● TASKS TO COMPLETE:
a: Copy out the passage of the article on miniature toy photography starting with "It’s a shoebox" and going on through "of San Francisco.", changing "Brooklyn Comedy Festival" to "Brooklyn Film Festival".
b: Extend the article on miniature toy photography, picking up after its final sentence.

● GIVEN TEXT:
________
It’s a shoebox photo shoot!
A pair of Brooklyn photographers who take whimsical pictures of tiny toys will show off their surreal art at a pre-party for the Brooklyn Comedy Festival on Aug. 13. The photos of miniature figurines betray a painstaking attention to detail, but they are still fun to make, according to one of the artists.
“It feels like play in a lot of ways,” said Chelsea Cates, of Crown Heights, one half of the photo duo known as C+C Mini Factory. “A lot of the process is just like ‘Oh, this would be funny, or it would be really great if we did this.’ ”
Cates and her friend Quinn Corbin began the project several years ago as a creative outlet apart from their day jobs at an arts organization and a theater, respectively. In the past year the fantastical images have gained popularity and begun to appear in galleries, including an exhibit in the far-off land of San Francisco.
Preparing a shoot usually involves taking a few hours to set up a diminutive diorama, said Cates, placing figurines placed beside common materials like construction paper and cotton balls, and setting up lighting from an Ikea lamp. Cates said that they do most shoots in her apartment, but that Corbin, who is largely responsible for amassing the figurines and often has them on hand, will sometimes take snapshots on the fly.
Photographing figurines on a shoebox-sized set lets the pair shoot big ideas on a small budget, and it eliminates the hassle of working with human models. But the figurines are not always easy partners, Cates said.
________
● PROVIDED RECORDS:
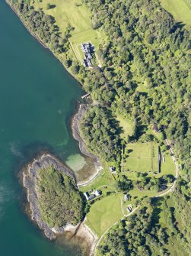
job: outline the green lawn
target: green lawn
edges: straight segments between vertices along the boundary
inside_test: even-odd
[[[115,179],[110,171],[109,170],[108,166],[103,166],[103,169],[100,171],[97,177],[85,186],[81,186],[80,191],[86,192],[91,190],[101,189],[105,186],[108,186],[108,189],[113,189],[113,185],[115,182]]]
[[[176,21],[191,25],[191,9],[183,0],[161,0],[164,8],[171,13]]]
[[[129,144],[126,145],[126,155],[123,171],[158,171],[158,145],[155,143]]]
[[[172,157],[169,154],[165,155],[165,162],[161,164],[161,170],[163,175],[175,174],[176,167],[172,160]]]
[[[121,194],[97,201],[87,215],[86,224],[99,236],[123,217]]]
[[[47,10],[47,4],[54,5],[55,7]],[[81,63],[83,57],[83,52],[80,48],[81,43],[88,41],[97,50],[106,37],[102,31],[92,28],[91,13],[81,0],[34,0],[33,5],[36,9],[42,8],[46,14],[53,16],[63,35],[69,24],[74,28],[69,41],[79,63]]]

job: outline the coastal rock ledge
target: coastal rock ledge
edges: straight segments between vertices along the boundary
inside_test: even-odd
[[[38,206],[37,175],[39,170],[46,168],[49,166],[53,167],[56,170],[63,171],[75,181],[75,177],[72,172],[65,167],[58,159],[50,154],[43,154],[37,160],[34,159],[33,163],[29,164],[27,168],[23,172],[23,185],[27,189],[27,200],[30,204],[32,220],[35,221],[39,228],[43,231],[45,235],[52,240],[55,239],[59,234],[62,234],[65,231],[75,232],[75,230],[80,224],[74,226],[68,223],[65,226],[59,228],[50,228],[49,225],[43,221]]]

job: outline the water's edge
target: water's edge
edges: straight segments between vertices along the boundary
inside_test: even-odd
[[[40,44],[45,47],[46,49],[48,49],[53,54],[53,56],[62,63],[62,65],[64,66],[64,68],[65,69],[65,70],[73,77],[75,78],[77,82],[78,83],[80,83],[80,82],[78,81],[78,78],[72,74],[70,70],[68,70],[68,69],[67,69],[66,66],[64,66],[64,64],[60,61],[60,60],[54,54],[54,53],[51,50],[51,49],[47,47],[46,45],[45,45],[41,40],[33,32],[31,31],[27,27],[27,25],[24,24],[24,22],[22,21],[21,18],[19,15],[19,13],[18,12],[17,9],[12,6],[12,5],[11,4],[11,2],[8,0],[5,0],[6,3],[11,8],[12,11],[16,14],[16,15],[19,18],[20,21],[22,22],[22,24],[24,24],[24,26],[25,27],[25,28],[29,31],[29,33],[33,37],[35,37],[39,43],[40,43]],[[87,109],[86,108],[88,108],[88,105],[87,104],[86,107],[84,107],[84,104],[81,104],[79,105],[79,107],[77,109],[76,113],[75,113],[75,115],[73,115],[72,121],[71,121],[71,129],[72,129],[72,134],[73,135],[73,138],[78,141],[79,142],[79,149],[81,152],[82,154],[84,154],[86,156],[88,156],[91,158],[94,159],[94,164],[96,166],[96,169],[97,171],[95,173],[94,173],[94,175],[91,176],[88,179],[88,181],[86,181],[85,183],[78,183],[78,186],[85,186],[88,183],[89,183],[90,182],[91,182],[93,180],[94,180],[94,178],[99,174],[99,171],[101,169],[100,164],[99,163],[98,158],[97,157],[94,156],[94,154],[92,154],[91,153],[88,152],[86,148],[85,148],[85,143],[83,141],[83,139],[81,138],[81,137],[80,136],[80,132],[79,132],[79,129],[78,129],[78,124],[81,118],[81,117],[83,116],[83,114],[84,113],[85,110]],[[43,157],[43,156],[42,156]],[[36,161],[36,160],[34,159],[33,161]],[[23,186],[26,187],[26,173],[24,172],[24,179],[23,179]],[[28,190],[27,188],[27,190]],[[29,199],[29,193],[27,193],[27,200],[29,202],[29,203],[30,203],[30,199]],[[80,223],[79,225],[78,225],[77,226],[74,227],[72,225],[68,225],[68,227],[64,227],[62,231],[57,232],[56,230],[52,230],[52,233],[48,231],[48,229],[46,228],[45,228],[43,226],[43,225],[42,225],[42,222],[40,224],[40,222],[37,221],[36,218],[34,218],[34,212],[33,212],[33,209],[30,207],[30,218],[32,220],[35,221],[38,226],[40,228],[40,229],[43,229],[44,231],[44,233],[46,235],[46,237],[48,237],[50,239],[54,239],[56,238],[56,235],[62,233],[64,231],[69,231],[72,233],[75,234],[75,235],[79,235],[81,238],[84,238],[87,240],[87,241],[91,245],[91,254],[92,254],[93,251],[94,251],[94,246],[96,245],[96,241],[97,240],[97,236],[94,234],[94,232],[90,229],[89,227],[88,227],[85,224],[85,219],[84,220],[84,222],[82,223]],[[37,212],[36,212],[37,213]]]

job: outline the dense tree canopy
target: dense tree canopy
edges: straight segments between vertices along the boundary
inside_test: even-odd
[[[83,218],[83,202],[72,178],[49,166],[37,177],[38,203],[49,227],[78,224]]]

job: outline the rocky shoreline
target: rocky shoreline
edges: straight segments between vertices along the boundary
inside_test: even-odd
[[[28,164],[27,167],[23,172],[23,186],[27,190],[31,219],[37,222],[38,227],[43,231],[45,235],[50,240],[56,239],[59,235],[65,232],[69,232],[72,237],[76,236],[84,239],[88,246],[90,248],[91,255],[92,255],[97,238],[89,228],[85,225],[85,219],[75,226],[68,223],[66,225],[59,228],[50,228],[41,218],[38,206],[37,177],[38,170],[40,168],[46,168],[49,165],[65,172],[66,175],[75,180],[75,176],[73,172],[64,166],[52,154],[44,154],[38,159],[34,159],[31,164]]]
[[[44,232],[45,235],[49,239],[55,239],[56,234],[63,233],[65,231],[69,231],[72,228],[76,228],[77,226],[72,226],[70,224],[59,228],[50,228],[41,218],[40,209],[38,206],[38,197],[37,190],[37,173],[40,168],[46,168],[49,165],[55,168],[61,170],[65,174],[75,180],[75,177],[72,172],[59,160],[50,154],[43,154],[37,160],[34,159],[31,164],[29,164],[27,170],[23,172],[23,185],[27,192],[27,200],[31,211],[31,219],[35,221],[40,229]]]
[[[51,50],[51,49],[43,44],[43,42],[33,33],[31,31],[25,23],[23,21],[22,18],[20,17],[20,15],[18,10],[11,5],[9,0],[5,0],[7,4],[11,8],[12,11],[17,15],[17,16],[20,18],[22,24],[24,25],[26,29],[30,33],[30,34],[35,37],[41,45],[49,49],[54,57],[58,59],[61,63],[64,66],[63,63],[59,60],[59,58],[56,56],[56,54]],[[78,83],[78,78],[72,73],[68,69],[67,69],[65,66],[64,67],[65,70],[72,76]],[[88,152],[85,147],[85,143],[81,138],[79,132],[79,122],[81,118],[82,118],[84,112],[88,108],[89,105],[81,104],[78,107],[78,112],[75,114],[72,118],[72,123],[71,123],[71,128],[72,131],[72,135],[74,138],[78,141],[79,143],[79,148],[81,152],[94,159],[94,164],[96,167],[96,172],[93,175],[91,175],[88,180],[86,182],[79,182],[78,183],[78,186],[86,186],[89,183],[92,182],[97,175],[99,175],[100,170],[102,169],[101,165],[100,164],[98,157],[93,154]],[[39,228],[43,231],[45,235],[49,238],[49,239],[53,240],[56,238],[59,235],[63,234],[65,232],[70,232],[73,235],[79,236],[83,239],[86,240],[88,244],[90,245],[91,252],[90,254],[94,254],[94,249],[96,246],[96,242],[97,241],[97,238],[94,234],[94,232],[84,224],[85,219],[81,222],[74,226],[70,225],[69,223],[65,226],[63,226],[60,228],[50,228],[47,224],[46,224],[41,218],[40,209],[38,207],[37,203],[37,170],[39,168],[46,167],[48,165],[53,165],[56,168],[59,168],[61,170],[63,170],[67,175],[72,177],[75,181],[75,175],[73,172],[69,170],[68,167],[65,167],[58,159],[56,159],[53,155],[49,154],[43,154],[37,160],[34,159],[33,161],[30,164],[26,169],[24,169],[23,172],[23,179],[22,183],[24,187],[27,190],[27,201],[29,203],[30,213],[30,215],[31,219],[37,223]]]
[[[72,117],[72,122],[71,122],[71,128],[72,128],[72,136],[76,141],[78,141],[80,151],[81,152],[82,154],[84,154],[88,157],[91,157],[94,160],[94,164],[96,167],[95,173],[91,175],[89,177],[88,181],[86,181],[85,183],[83,183],[83,182],[78,183],[78,186],[86,186],[89,183],[92,182],[96,178],[96,177],[99,174],[100,170],[102,170],[102,167],[100,164],[98,157],[96,155],[93,154],[92,153],[89,152],[86,149],[85,142],[84,141],[84,140],[82,139],[80,134],[80,131],[79,131],[80,121],[83,118],[84,112],[86,112],[86,110],[88,109],[89,106],[90,106],[89,104],[80,103],[78,105],[78,110],[76,113],[74,115],[74,116]]]

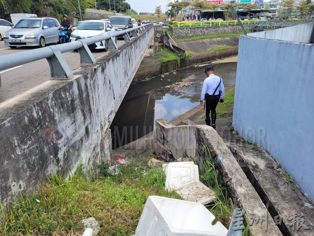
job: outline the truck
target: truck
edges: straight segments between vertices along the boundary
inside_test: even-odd
[[[36,17],[37,15],[35,14],[14,13],[14,14],[10,14],[10,16],[11,17],[12,24],[15,25],[21,19],[26,17],[30,17],[32,16]]]

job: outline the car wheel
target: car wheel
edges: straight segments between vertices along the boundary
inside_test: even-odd
[[[108,41],[105,40],[105,45],[104,45],[105,47],[104,48],[104,51],[105,52],[107,52],[108,50]]]
[[[43,48],[46,46],[46,42],[45,42],[45,39],[43,37],[41,37],[39,39],[39,47]]]

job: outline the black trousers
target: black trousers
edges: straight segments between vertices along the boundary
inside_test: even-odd
[[[204,108],[205,109],[205,121],[207,125],[210,125],[210,112],[211,111],[212,112],[212,123],[216,124],[216,108],[219,101],[219,98],[218,96],[212,97],[210,95],[206,96]]]

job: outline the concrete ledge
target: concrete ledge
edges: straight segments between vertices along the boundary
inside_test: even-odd
[[[271,216],[257,193],[246,178],[232,154],[216,131],[206,125],[175,126],[164,119],[156,121],[157,140],[167,147],[177,159],[181,157],[195,157],[201,166],[204,164],[205,153],[203,145],[208,147],[216,169],[219,183],[227,188],[234,202],[248,215],[267,215],[268,227],[265,222],[254,222],[251,227],[254,235],[282,235]],[[224,161],[217,162],[215,157],[223,155]]]
[[[13,193],[29,196],[58,166],[67,176],[80,163],[87,172],[109,161],[109,127],[153,36],[150,28],[73,71],[73,79],[47,81],[0,104],[3,205],[12,197],[9,180]],[[54,143],[60,133],[64,143]]]
[[[278,227],[284,235],[314,235],[314,206],[294,182],[286,181],[280,168],[271,157],[262,149],[244,148],[234,143],[227,143],[236,160],[241,163],[243,171],[261,197],[273,218],[280,215],[282,223]],[[304,225],[294,231],[288,220],[294,212],[303,213]]]

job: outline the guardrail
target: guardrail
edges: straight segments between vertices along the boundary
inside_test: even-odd
[[[133,35],[138,36],[138,35],[137,31],[139,33],[140,31],[143,33],[146,30],[153,27],[153,24],[143,25],[124,30],[106,33],[100,36],[80,39],[74,42],[46,46],[42,48],[0,56],[0,71],[46,58],[50,67],[50,75],[51,77],[70,79],[73,77],[72,70],[62,56],[62,53],[78,49],[79,53],[81,65],[95,64],[96,60],[88,48],[88,45],[98,42],[108,40],[108,49],[118,50],[118,46],[115,40],[116,37],[123,35],[124,41],[129,41],[131,39],[127,33],[133,31]],[[12,58],[14,58],[14,60],[12,60]],[[0,77],[0,87],[1,86],[1,78]]]
[[[256,20],[242,20],[243,25],[255,25],[258,22]],[[191,21],[190,22],[180,22],[178,23],[177,27],[172,25],[174,28],[189,28],[190,27],[205,27],[211,26],[228,26],[229,25],[239,25],[239,22],[236,20],[215,20],[209,21]]]

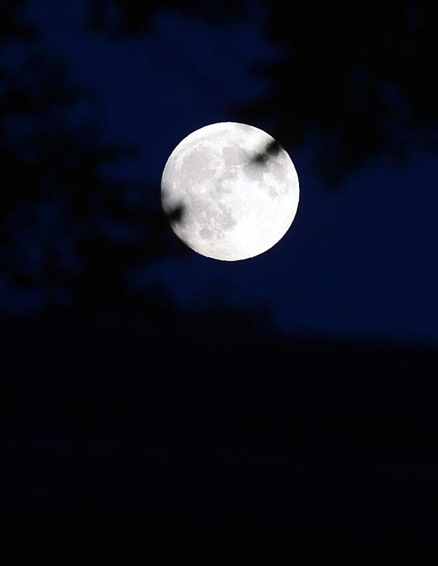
________
● TASK-BY-TASK ANSWERS:
a:
It’s a shoebox photo shoot!
A pair of Brooklyn photographers who take whimsical pictures of tiny toys will show off their surreal art at a pre-party for the Brooklyn Film Festival on Aug. 13. The photos of miniature figurines betray a painstaking attention to detail, but they are still fun to make, according to one of the artists.
“It feels like play in a lot of ways,” said Chelsea Cates, of Crown Heights, one half of the photo duo known as C+C Mini Factory. “A lot of the process is just like ‘Oh, this would be funny, or it would be really great if we did this.’ ”
Cates and her friend Quinn Corbin began the project several years ago as a creative outlet apart from their day jobs at an arts organization and a theater, respectively. In the past year the fantastical images have gained popularity and begun to appear in galleries, including an exhibit in the far-off land of San Francisco.

b:
“It’s nice because you have total control, although they don’t always cooperate as much as you think they should,” she said.
The pair boast a healthy 37,000 followers on Instagram, built in part by patience and hard work but helped along by a coveted spot in the photo-sharing app’s featured section, which exposed their work to hundreds of thousands of eyes. The Mini Factory also won the 2015 “Shorty” award for Best Instagrammer.
Both Cates and Corbin still have their day jobs, and though the project may not be a breadwinning endeavor yet, they got a little money and a lot of attention in May for some images they made for Starbucks, one featuring a mini-frappucinno beside some flying pigs. Turning the Mini Factory into a job may be far off at this point, but Cates has not ruled it out.
“We’d love it if that could happen,” she said. “If it could keep growing that would be wonderful. I think we both are looking to be more creative.”
Cates and Corbin will display the original model of a recent work — a flamingo chilling in a disco-themed lifeguard station — at the Comedy Festival pre-party, which will also feature a handful of other artists and an open bar.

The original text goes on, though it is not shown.